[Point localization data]
::::
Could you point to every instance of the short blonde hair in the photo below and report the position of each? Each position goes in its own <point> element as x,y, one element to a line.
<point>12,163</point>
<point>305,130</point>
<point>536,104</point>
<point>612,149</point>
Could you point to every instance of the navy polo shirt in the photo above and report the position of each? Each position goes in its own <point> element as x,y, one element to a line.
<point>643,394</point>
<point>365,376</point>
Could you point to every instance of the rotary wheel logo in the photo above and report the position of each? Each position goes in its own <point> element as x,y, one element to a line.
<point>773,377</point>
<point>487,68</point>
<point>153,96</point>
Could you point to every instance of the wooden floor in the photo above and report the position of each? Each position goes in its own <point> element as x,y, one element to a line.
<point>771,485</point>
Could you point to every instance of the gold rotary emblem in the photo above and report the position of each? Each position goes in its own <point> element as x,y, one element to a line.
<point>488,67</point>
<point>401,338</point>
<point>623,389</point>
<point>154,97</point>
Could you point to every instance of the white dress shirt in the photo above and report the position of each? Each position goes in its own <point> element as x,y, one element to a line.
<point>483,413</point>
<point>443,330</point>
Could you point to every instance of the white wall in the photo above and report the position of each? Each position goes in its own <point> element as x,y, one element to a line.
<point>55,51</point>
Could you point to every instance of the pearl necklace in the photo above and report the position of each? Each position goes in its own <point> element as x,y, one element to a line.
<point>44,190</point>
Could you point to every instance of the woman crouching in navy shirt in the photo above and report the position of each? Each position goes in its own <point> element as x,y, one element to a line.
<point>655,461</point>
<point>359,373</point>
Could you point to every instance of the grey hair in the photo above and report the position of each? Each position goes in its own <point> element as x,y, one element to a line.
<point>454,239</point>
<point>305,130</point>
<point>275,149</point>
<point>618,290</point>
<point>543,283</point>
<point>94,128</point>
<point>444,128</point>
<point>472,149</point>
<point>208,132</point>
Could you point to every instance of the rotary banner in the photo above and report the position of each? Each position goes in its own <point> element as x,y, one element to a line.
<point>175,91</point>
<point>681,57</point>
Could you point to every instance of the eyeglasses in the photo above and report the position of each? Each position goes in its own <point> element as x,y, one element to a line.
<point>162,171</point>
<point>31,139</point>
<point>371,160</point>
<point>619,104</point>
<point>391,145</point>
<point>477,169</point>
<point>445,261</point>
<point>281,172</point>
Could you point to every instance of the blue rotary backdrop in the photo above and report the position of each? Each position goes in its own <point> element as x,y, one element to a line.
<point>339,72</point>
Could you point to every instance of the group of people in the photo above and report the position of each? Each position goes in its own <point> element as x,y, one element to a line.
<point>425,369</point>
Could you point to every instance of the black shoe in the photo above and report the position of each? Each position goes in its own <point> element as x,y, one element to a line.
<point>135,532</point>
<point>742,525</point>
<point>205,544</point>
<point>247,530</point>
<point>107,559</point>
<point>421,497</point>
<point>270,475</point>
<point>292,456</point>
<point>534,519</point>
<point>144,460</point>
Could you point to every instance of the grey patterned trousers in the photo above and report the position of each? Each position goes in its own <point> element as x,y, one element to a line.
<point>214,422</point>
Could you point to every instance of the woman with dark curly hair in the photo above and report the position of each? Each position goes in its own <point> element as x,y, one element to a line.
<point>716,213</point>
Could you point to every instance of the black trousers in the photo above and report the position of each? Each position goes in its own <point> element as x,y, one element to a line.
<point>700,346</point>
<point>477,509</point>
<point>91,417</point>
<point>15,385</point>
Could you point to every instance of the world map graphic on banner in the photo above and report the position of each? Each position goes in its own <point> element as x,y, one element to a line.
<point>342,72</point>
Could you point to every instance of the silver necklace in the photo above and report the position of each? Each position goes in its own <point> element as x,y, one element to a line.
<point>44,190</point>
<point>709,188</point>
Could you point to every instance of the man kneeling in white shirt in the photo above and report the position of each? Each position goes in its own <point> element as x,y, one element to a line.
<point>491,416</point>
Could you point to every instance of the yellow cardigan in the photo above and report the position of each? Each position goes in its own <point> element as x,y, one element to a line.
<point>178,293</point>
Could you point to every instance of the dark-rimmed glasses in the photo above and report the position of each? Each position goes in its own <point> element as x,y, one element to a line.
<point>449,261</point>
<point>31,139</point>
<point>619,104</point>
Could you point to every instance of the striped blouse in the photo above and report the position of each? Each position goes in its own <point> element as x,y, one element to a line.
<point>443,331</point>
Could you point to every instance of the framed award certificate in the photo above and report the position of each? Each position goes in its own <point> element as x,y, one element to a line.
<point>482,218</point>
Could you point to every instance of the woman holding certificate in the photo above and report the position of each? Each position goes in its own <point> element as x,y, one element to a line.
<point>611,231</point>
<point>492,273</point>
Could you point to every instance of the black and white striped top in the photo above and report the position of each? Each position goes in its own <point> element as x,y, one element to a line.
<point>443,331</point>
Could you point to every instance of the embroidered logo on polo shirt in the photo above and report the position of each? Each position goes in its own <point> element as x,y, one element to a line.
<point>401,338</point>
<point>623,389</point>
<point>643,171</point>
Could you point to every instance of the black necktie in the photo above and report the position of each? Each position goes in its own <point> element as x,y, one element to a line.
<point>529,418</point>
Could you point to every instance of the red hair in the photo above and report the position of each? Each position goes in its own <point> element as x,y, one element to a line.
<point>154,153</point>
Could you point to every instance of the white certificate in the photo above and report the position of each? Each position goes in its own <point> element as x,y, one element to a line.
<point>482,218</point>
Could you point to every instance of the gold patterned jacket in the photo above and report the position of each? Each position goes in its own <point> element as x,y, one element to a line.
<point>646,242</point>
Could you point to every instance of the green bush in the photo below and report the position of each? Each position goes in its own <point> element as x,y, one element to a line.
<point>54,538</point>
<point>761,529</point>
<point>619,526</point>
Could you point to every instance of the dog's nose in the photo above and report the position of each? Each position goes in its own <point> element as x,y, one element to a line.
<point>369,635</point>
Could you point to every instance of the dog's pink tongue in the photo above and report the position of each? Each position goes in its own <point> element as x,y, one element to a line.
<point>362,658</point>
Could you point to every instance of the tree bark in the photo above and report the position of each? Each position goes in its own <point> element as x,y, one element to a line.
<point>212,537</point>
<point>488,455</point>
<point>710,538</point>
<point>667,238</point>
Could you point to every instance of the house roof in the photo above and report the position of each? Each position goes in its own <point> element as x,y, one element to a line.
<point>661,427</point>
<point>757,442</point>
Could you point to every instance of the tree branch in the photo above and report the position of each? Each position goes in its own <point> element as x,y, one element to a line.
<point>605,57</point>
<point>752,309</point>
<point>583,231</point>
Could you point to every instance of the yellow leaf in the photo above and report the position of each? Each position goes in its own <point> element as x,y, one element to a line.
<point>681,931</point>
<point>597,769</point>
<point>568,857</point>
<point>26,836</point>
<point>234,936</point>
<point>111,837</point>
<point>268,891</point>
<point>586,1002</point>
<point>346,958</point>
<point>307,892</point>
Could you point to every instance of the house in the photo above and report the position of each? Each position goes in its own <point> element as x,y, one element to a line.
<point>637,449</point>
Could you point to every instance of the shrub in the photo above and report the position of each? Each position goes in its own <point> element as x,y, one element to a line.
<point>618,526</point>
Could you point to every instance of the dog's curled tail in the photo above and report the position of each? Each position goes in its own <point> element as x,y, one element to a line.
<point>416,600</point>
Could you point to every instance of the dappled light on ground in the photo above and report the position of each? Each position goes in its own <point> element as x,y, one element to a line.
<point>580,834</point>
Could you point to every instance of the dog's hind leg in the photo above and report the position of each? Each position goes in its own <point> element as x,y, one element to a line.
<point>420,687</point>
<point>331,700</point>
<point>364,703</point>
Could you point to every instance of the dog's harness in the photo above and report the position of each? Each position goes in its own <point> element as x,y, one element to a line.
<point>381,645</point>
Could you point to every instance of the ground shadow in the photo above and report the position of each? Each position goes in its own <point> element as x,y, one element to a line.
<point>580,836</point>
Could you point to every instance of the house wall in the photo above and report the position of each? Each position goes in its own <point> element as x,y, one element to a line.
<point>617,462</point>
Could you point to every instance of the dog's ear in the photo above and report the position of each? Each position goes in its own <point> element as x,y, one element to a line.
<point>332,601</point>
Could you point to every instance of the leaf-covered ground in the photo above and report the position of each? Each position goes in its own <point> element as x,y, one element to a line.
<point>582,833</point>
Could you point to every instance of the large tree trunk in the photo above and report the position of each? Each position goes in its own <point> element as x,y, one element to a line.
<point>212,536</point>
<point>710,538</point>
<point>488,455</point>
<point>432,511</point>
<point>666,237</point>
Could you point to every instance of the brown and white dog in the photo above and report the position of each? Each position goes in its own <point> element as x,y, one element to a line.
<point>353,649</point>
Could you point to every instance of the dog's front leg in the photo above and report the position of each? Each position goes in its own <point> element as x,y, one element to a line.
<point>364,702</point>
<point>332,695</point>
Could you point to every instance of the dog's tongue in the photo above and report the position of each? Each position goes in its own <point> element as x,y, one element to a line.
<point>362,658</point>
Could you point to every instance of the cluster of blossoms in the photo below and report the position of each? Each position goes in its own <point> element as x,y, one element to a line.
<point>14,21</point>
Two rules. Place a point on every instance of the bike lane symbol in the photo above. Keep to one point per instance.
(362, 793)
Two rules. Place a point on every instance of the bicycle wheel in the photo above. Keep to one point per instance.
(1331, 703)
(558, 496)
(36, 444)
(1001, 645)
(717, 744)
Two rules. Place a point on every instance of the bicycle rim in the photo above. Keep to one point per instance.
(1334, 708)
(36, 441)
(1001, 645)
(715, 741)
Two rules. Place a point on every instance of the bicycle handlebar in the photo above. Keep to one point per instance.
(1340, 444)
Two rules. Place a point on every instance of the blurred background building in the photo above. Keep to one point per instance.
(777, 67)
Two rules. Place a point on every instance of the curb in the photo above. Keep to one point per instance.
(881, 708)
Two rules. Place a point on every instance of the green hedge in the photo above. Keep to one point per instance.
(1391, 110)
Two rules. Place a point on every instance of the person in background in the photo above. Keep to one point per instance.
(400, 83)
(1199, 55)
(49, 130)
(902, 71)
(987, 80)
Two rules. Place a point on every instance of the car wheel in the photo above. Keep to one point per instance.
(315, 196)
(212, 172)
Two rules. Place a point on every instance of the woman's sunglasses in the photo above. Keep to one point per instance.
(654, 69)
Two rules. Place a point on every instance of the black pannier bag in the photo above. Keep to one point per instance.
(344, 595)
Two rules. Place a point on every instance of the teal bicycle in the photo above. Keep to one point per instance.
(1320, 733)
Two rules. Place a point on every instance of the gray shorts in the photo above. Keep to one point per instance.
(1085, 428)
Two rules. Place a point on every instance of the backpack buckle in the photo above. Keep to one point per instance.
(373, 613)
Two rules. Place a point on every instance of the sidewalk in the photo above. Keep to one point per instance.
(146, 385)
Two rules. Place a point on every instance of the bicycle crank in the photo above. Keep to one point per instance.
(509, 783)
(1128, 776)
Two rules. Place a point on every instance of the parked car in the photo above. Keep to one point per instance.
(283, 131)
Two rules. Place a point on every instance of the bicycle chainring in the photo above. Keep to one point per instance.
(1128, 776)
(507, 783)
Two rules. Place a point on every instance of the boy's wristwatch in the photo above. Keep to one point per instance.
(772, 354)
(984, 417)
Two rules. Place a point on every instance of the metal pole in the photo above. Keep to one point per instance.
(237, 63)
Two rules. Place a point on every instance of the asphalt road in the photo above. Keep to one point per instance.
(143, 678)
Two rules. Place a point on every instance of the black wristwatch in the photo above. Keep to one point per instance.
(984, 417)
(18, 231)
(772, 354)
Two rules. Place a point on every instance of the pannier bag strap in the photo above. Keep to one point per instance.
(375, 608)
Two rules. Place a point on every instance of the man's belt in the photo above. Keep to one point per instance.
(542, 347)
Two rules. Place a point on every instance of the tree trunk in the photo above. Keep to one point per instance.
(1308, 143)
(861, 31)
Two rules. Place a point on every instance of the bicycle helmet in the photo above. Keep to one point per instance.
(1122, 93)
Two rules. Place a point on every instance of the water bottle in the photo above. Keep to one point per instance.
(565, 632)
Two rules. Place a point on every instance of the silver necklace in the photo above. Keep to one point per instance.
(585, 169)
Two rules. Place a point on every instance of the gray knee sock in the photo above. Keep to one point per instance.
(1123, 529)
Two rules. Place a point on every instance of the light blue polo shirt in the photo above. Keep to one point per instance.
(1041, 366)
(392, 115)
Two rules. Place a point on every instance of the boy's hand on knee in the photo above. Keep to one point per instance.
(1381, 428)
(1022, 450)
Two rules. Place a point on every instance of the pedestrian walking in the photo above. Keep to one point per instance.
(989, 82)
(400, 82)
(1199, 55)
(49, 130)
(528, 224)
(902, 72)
::::
The expected answer is an exact copy of the lines beginning at the one with "Two rules. Place a point on every instance of the asphalt" and running to the end of the entries above.

**Solution**
Two rules. Place a point on every instance of the asphalt road in the photo above. Keep to one point per instance.
(143, 678)
Two rules. Place a point on every instance of the black wristwatch in the photo above. Keep to one point per instance.
(984, 417)
(18, 231)
(772, 354)
Two rules. Place a point on every instance of the pannier bag strap in the photo above. Keep to one point per instance.
(375, 608)
Two rules. Place a point on every instance of the man's belt in the photo above. Keep to one point per instance.
(542, 347)
Two rules. Place a point on every instance of the tree trunk in the photo above. Keep to one point per instance.
(1308, 143)
(861, 31)
Two rules. Place a point on every instance of the bicycle helmet in the photo above. Keep to one point per instance.
(1122, 93)
Two rules. Place a point on every instance of the water bottle in the photo above. Keep to one point per instance.
(565, 632)
Two rules. Place a point on every instance of the silver necklace in the photo above. Keep to one point per instance.
(585, 169)
Two rules. Place a point on every instance of the gray knee sock in the photo above. Keep to one point per instance.
(1123, 529)
Two rules. Place a point on every instance of the light blue polo shirt in the photo above. Keep to one point per instance.
(1041, 366)
(392, 115)
Two rules. Place a point on every instance of the boy's hand on knee in the photo above. Keep to one point per instance.
(1381, 428)
(1022, 450)
Two rules. Place a point on every instance of the pedestrian walking in the photo above. Keep to one point per instance.
(989, 82)
(400, 82)
(1199, 55)
(49, 130)
(528, 224)
(902, 72)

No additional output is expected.